╭─ Selected excerpt

Marketing to a dual audience: The human and the machine
Algorithms, recommendation engines, and search systems increasingly mediate the path to purchase. What does that mean for marketers who are still largely designing strategies for human audiences? Andrew Slot of 5D explores.
We live in a technologically driven world, something which is both a blessing and a curse. Marketers obsess over audience personas, customer journeys and funnels, as though every choice still sits squarely in the hands of the consumer. But it doesn’t. We are no longer just marketing to buyers; increasingly, we are also marketing to technology.
Technology has crept so deeply into the mechanics of decision-making that it now shapes the very way people think. New research from 5D shows technology induced declines in conscientious behaviour, self-efficacy and even optimism, but showed increases in apathy, anxiety and over-reliance on external systems to make decisions for us. That means when buyers feel overwhelmed or uncertain, they turn to shortcuts. Those shortcuts are rarely human; they are digital. AI recommendation engines, social feeds and search algorithms now act like gatekeepers between intent and action.
That jumper you never meant to buy? The one that appeared in your Instagram feed just after you’d clicked on a similar brand’s website? That wasn’t you simply making a choice; that was an algorithm reframing your options and nudging you toward a click. This same process plays out in more serious contexts as well. Mortgages, insurance, health providers – buyers search, compare, evaluate and increasingly surrender their final decision to technology, whether through a ranking system, a chatbot or an LLM. The research shows that the higher the personal risk of the choice, the greater the reliance on technology to validate it.
The traditional marketing funnel was built on the idea that awareness drives preference, which eventually drives action. Spend at the top, and you’ll capture more at the bottom. But technology has blown a hole through the middle of the funnel. Five years ago, two Google researchers coined the term “the messy middle”, which captured something that marketers had long sensed but struggled to articulate: that the space between the initial trigger and the final purchase decision had, because of technology, become chaotic. Many consumers no longer trust themselves to make decisions unaided, so they use technology to check, compare and often outsource the decision entirely.

╰─
╭─ Data for review

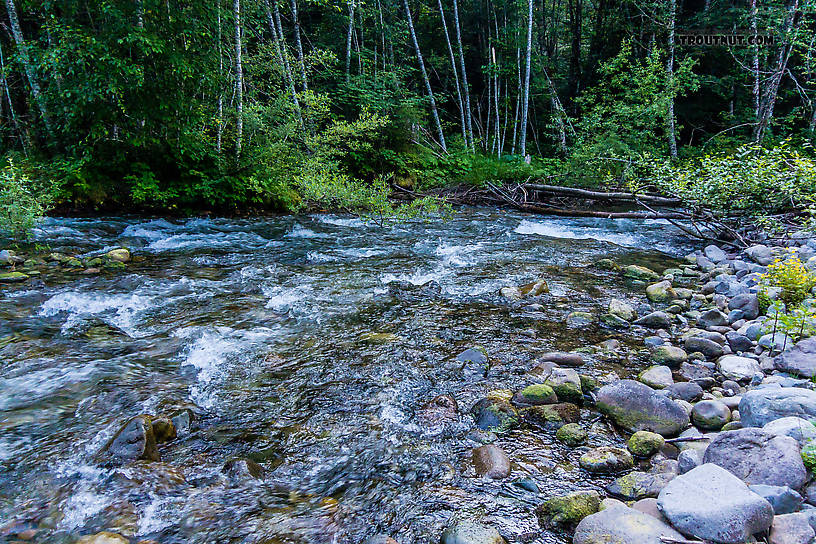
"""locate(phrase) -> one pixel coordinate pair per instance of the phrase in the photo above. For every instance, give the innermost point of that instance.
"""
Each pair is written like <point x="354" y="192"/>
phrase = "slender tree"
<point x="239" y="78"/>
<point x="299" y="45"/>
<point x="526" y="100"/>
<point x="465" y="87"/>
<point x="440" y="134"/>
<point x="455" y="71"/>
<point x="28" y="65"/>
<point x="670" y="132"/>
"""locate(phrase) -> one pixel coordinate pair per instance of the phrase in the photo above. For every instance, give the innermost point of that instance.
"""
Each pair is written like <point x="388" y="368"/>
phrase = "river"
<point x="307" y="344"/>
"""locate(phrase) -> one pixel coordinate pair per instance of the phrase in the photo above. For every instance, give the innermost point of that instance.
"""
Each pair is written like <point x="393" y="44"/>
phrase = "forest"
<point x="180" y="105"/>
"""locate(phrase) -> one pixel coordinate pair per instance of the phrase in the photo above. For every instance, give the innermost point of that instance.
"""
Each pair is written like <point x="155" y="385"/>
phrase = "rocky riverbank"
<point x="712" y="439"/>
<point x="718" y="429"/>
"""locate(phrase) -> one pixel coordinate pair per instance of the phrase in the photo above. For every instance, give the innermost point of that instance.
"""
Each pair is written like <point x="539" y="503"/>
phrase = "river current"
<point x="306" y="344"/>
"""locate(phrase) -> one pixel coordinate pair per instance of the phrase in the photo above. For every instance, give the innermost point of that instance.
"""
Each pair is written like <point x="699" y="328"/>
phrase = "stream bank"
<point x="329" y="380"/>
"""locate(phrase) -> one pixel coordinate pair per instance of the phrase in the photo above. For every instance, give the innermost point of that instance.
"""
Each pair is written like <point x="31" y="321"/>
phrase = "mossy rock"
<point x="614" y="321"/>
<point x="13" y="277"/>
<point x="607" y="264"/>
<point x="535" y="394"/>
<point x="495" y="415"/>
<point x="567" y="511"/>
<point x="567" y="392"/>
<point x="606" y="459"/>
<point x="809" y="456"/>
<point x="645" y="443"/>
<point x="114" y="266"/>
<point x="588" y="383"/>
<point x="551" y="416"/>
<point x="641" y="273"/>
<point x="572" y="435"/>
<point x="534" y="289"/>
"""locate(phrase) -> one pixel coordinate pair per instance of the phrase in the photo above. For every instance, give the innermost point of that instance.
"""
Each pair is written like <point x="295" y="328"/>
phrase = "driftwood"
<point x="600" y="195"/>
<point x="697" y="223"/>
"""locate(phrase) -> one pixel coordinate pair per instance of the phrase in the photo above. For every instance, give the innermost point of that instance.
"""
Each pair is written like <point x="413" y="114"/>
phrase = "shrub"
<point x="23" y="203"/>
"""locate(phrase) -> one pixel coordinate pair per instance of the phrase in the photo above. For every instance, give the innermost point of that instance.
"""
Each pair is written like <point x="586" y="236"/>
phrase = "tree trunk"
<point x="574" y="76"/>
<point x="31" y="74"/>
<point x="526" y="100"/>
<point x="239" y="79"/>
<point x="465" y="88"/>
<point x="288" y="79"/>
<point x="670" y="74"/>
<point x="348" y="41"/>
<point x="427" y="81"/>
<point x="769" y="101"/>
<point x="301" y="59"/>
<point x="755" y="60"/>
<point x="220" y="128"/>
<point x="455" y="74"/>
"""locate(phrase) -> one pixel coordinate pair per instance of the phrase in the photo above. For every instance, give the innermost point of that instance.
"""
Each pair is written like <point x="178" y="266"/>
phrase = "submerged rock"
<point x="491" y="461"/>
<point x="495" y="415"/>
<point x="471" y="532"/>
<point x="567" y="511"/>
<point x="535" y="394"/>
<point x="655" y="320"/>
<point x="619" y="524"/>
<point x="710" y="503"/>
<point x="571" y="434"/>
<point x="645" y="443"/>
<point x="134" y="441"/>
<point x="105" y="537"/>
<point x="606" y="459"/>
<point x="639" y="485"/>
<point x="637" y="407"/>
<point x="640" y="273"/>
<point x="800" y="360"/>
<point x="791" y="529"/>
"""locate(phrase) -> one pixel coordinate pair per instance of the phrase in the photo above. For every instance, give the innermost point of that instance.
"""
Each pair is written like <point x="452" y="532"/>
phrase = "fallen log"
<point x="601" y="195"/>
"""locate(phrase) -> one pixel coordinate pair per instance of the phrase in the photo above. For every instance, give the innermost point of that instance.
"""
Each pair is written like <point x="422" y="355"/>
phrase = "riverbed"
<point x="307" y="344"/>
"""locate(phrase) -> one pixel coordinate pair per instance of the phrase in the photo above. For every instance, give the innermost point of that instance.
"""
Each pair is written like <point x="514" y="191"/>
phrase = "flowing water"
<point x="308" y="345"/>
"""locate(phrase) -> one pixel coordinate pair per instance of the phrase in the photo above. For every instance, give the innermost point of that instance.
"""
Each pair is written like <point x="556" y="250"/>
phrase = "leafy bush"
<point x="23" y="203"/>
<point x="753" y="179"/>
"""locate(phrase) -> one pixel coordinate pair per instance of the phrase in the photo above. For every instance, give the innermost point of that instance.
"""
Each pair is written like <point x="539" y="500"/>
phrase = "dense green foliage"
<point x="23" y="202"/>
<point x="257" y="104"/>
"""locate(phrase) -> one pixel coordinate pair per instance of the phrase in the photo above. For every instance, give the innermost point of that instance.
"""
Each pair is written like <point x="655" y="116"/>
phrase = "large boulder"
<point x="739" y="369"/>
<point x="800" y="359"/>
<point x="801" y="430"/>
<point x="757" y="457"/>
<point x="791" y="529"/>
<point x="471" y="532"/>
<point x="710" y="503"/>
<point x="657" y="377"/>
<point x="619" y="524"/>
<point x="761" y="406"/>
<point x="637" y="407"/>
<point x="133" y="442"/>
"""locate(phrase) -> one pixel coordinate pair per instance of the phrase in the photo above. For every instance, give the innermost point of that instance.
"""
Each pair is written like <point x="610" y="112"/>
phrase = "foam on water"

╰─

▸ **What to do**:
a. Answer these questions about the marketing article:
(i) Which firm carried out the research the article cites?
(ii) According to that research, how does the personal risk of a choice relate to reliance on technology?
(iii) How long ago did two Google researchers coin the term "the messy middle"?
b. Reproduce everything in the marketing article from "Technology has crept" down to "intent and action.".

▸ **Activity answers**:
a.
(i) 5D.
(ii) The higher the personal risk of the choice, the greater the reliance on technology to validate it.
(iii) Five years ago.

b.
Technology has crept so deeply into the mechanics of decision-making that it now shapes the very way people think. New research from 5D shows technology induced declines in conscientious behaviour, self-efficacy and even optimism, but showed increases in apathy, anxiety and over-reliance on external systems to make decisions for us. That means when buyers feel overwhelmed or uncertain, they turn to shortcuts. Those shortcuts are rarely human; they are digital. AI recommendation engines, social feeds and search algorithms now act like gatekeepers between intent and action.